* BEGIN Data supplied *
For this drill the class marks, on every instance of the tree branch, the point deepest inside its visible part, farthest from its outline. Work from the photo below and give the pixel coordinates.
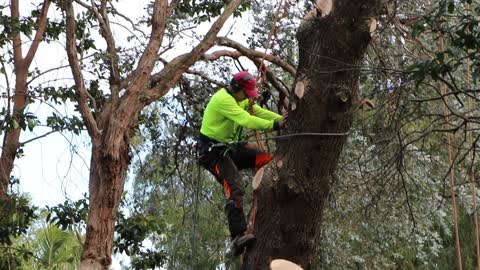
(106, 32)
(42, 23)
(80, 88)
(223, 41)
(168, 77)
(17, 42)
(147, 61)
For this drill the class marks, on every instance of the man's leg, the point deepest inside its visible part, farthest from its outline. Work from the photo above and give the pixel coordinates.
(250, 157)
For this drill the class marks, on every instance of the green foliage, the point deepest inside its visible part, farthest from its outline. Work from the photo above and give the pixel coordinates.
(68, 215)
(205, 10)
(16, 217)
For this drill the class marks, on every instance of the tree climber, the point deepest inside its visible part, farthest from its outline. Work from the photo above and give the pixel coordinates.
(223, 120)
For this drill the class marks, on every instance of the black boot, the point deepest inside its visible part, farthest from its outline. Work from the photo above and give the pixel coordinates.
(240, 242)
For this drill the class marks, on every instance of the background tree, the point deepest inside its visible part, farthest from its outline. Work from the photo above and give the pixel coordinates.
* END Data supplied *
Return the items word for word, from the line containing "of the man's" through the end of the items.

For this drill the class marks, on every instance of the man's leg, the point deepest inside its visible part, farthest from its outline. Work from the photo above and give the pixel coordinates.
(250, 157)
For this drill the class marks, on every instance of the green foliage, the point deepest inside its visible part, farthest from its outline. Work from the photo above and give the pixel coordinates.
(68, 215)
(205, 10)
(16, 217)
For this drill the class marks, on every instance of the tree climber, the point deepest inside its visible part, farthest from its outline. Work from the photo above and give the pixel coordinates.
(223, 120)
For this drill the class marks, on every instance of the black boot, the point deepest inside its visible part, farthest from its outline. Work from the photo above and give the pixel coordinates.
(240, 242)
For this drill the class marks, on every instance of the background tree, the point deepest inside its visible part, farthest from its outline. Work from the photo above and give the pixel coordinates.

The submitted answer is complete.